Can you return, word for word, the stretch of the material below from the line containing "the white passenger" through the line containing "Target: white passenger ferry", with both of those lines included?
····················
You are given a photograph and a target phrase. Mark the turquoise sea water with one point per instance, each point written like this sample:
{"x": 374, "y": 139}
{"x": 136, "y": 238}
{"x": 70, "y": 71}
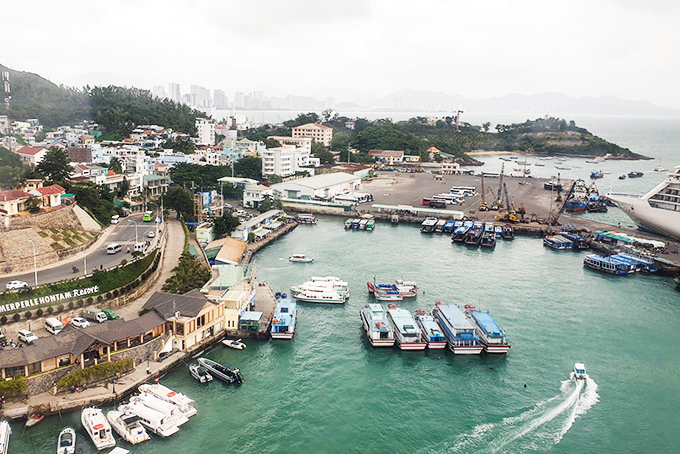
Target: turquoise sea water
{"x": 328, "y": 391}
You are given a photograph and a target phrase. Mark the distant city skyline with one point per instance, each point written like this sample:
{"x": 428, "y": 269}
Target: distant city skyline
{"x": 357, "y": 50}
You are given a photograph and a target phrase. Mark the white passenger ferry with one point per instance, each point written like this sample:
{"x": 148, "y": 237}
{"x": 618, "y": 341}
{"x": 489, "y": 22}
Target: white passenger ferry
{"x": 376, "y": 325}
{"x": 407, "y": 333}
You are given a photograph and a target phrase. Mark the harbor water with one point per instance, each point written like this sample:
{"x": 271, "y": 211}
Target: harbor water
{"x": 328, "y": 391}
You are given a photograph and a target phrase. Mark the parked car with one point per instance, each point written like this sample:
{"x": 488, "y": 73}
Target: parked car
{"x": 16, "y": 285}
{"x": 110, "y": 315}
{"x": 25, "y": 335}
{"x": 79, "y": 322}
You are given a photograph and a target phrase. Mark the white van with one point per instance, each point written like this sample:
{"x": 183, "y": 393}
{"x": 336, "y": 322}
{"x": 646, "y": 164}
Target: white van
{"x": 113, "y": 248}
{"x": 53, "y": 325}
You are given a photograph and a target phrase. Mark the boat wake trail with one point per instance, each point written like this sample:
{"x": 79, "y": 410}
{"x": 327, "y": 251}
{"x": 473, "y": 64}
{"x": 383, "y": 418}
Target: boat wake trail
{"x": 536, "y": 429}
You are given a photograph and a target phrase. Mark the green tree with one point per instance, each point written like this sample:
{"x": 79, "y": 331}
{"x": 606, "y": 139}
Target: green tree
{"x": 188, "y": 275}
{"x": 224, "y": 225}
{"x": 55, "y": 165}
{"x": 180, "y": 200}
{"x": 249, "y": 167}
{"x": 116, "y": 165}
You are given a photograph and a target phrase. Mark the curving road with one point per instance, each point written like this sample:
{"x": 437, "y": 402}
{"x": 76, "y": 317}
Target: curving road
{"x": 123, "y": 233}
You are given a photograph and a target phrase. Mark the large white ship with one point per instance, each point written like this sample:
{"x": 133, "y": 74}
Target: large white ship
{"x": 658, "y": 211}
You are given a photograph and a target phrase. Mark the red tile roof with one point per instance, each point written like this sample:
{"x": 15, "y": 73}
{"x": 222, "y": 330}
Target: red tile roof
{"x": 6, "y": 196}
{"x": 50, "y": 190}
{"x": 29, "y": 151}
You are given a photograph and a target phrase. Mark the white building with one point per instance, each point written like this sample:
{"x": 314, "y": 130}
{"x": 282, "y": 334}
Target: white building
{"x": 323, "y": 186}
{"x": 206, "y": 131}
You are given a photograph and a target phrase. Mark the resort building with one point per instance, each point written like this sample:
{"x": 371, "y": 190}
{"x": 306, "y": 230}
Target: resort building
{"x": 318, "y": 133}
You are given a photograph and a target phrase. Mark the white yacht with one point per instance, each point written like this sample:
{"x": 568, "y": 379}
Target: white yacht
{"x": 5, "y": 432}
{"x": 657, "y": 211}
{"x": 66, "y": 443}
{"x": 98, "y": 428}
{"x": 184, "y": 403}
{"x": 127, "y": 426}
{"x": 171, "y": 411}
{"x": 153, "y": 420}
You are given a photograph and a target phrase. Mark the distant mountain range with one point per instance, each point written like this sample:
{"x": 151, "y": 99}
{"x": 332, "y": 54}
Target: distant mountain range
{"x": 542, "y": 103}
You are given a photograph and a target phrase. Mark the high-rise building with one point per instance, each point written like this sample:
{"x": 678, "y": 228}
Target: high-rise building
{"x": 173, "y": 92}
{"x": 220, "y": 100}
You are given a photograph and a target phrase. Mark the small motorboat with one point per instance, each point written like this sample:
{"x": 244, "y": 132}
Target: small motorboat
{"x": 66, "y": 443}
{"x": 34, "y": 419}
{"x": 199, "y": 374}
{"x": 580, "y": 371}
{"x": 222, "y": 371}
{"x": 237, "y": 344}
{"x": 302, "y": 258}
{"x": 5, "y": 432}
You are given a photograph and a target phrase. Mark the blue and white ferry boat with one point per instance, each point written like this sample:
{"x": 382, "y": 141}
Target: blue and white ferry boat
{"x": 491, "y": 335}
{"x": 406, "y": 332}
{"x": 376, "y": 325}
{"x": 285, "y": 318}
{"x": 460, "y": 333}
{"x": 608, "y": 265}
{"x": 431, "y": 330}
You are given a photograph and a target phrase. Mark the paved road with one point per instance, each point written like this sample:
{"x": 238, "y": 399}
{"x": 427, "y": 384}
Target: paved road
{"x": 123, "y": 233}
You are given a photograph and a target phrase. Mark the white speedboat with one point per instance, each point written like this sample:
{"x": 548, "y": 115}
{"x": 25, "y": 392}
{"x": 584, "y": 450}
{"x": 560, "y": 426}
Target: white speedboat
{"x": 580, "y": 371}
{"x": 203, "y": 376}
{"x": 153, "y": 420}
{"x": 127, "y": 426}
{"x": 235, "y": 344}
{"x": 184, "y": 403}
{"x": 657, "y": 211}
{"x": 66, "y": 443}
{"x": 169, "y": 410}
{"x": 302, "y": 258}
{"x": 97, "y": 427}
{"x": 5, "y": 432}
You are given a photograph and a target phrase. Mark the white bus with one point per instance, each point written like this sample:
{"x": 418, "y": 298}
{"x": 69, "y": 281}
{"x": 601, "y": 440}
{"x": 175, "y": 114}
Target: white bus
{"x": 467, "y": 191}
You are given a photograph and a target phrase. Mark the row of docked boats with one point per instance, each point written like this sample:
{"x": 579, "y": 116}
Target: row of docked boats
{"x": 366, "y": 222}
{"x": 480, "y": 233}
{"x": 619, "y": 264}
{"x": 393, "y": 292}
{"x": 464, "y": 332}
{"x": 322, "y": 289}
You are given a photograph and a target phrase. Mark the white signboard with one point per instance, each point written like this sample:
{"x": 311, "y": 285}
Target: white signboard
{"x": 49, "y": 299}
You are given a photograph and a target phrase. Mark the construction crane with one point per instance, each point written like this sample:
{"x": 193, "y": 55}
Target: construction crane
{"x": 482, "y": 205}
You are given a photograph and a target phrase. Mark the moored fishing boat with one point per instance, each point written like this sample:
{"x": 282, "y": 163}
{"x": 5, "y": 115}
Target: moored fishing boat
{"x": 460, "y": 333}
{"x": 285, "y": 318}
{"x": 301, "y": 258}
{"x": 490, "y": 333}
{"x": 199, "y": 373}
{"x": 608, "y": 265}
{"x": 406, "y": 332}
{"x": 66, "y": 443}
{"x": 428, "y": 225}
{"x": 222, "y": 371}
{"x": 408, "y": 289}
{"x": 5, "y": 432}
{"x": 169, "y": 410}
{"x": 151, "y": 419}
{"x": 97, "y": 427}
{"x": 180, "y": 400}
{"x": 377, "y": 327}
{"x": 127, "y": 426}
{"x": 431, "y": 330}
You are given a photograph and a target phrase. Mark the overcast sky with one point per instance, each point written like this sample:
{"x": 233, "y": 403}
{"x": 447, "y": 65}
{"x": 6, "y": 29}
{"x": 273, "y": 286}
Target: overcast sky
{"x": 477, "y": 49}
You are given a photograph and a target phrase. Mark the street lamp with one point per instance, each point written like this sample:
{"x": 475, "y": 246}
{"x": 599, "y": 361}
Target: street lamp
{"x": 135, "y": 223}
{"x": 35, "y": 263}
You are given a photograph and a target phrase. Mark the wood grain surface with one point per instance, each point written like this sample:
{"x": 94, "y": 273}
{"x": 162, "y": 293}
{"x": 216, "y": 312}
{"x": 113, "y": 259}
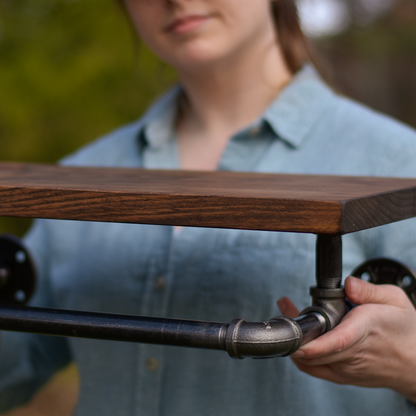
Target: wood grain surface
{"x": 274, "y": 202}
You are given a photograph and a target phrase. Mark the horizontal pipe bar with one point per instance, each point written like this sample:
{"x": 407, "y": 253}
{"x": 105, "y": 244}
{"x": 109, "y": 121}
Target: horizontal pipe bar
{"x": 198, "y": 334}
{"x": 280, "y": 336}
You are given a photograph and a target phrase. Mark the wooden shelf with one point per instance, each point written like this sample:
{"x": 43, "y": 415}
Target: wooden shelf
{"x": 274, "y": 202}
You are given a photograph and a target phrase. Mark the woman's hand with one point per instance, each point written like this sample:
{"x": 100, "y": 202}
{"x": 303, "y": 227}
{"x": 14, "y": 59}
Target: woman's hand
{"x": 373, "y": 346}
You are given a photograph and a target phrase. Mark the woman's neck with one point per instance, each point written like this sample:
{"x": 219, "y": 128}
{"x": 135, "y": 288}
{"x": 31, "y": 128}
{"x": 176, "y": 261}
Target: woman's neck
{"x": 223, "y": 98}
{"x": 230, "y": 95}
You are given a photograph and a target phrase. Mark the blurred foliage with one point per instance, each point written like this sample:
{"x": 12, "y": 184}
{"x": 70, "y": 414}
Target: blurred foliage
{"x": 71, "y": 71}
{"x": 376, "y": 63}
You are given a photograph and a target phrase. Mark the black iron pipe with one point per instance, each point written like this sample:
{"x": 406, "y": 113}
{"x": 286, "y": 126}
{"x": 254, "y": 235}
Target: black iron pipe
{"x": 328, "y": 296}
{"x": 328, "y": 261}
{"x": 198, "y": 334}
{"x": 280, "y": 336}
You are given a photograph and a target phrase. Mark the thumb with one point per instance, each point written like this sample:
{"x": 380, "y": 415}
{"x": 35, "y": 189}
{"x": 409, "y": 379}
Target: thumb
{"x": 360, "y": 292}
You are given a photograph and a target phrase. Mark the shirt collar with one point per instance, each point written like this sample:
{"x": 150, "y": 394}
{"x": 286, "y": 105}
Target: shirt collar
{"x": 291, "y": 115}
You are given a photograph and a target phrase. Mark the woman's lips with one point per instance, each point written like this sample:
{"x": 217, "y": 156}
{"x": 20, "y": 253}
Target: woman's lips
{"x": 186, "y": 24}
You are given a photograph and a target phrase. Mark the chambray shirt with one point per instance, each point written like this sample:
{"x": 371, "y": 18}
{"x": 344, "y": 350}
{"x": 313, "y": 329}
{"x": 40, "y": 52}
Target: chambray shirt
{"x": 208, "y": 274}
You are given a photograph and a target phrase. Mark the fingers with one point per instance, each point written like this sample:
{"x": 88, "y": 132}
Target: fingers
····················
- [Response to this exercise]:
You are given a photograph and a target phrase. Mark the white passenger ferry with one point per instance, each point written like this sample:
{"x": 148, "y": 237}
{"x": 618, "y": 341}
{"x": 489, "y": 22}
Target: white passenger ferry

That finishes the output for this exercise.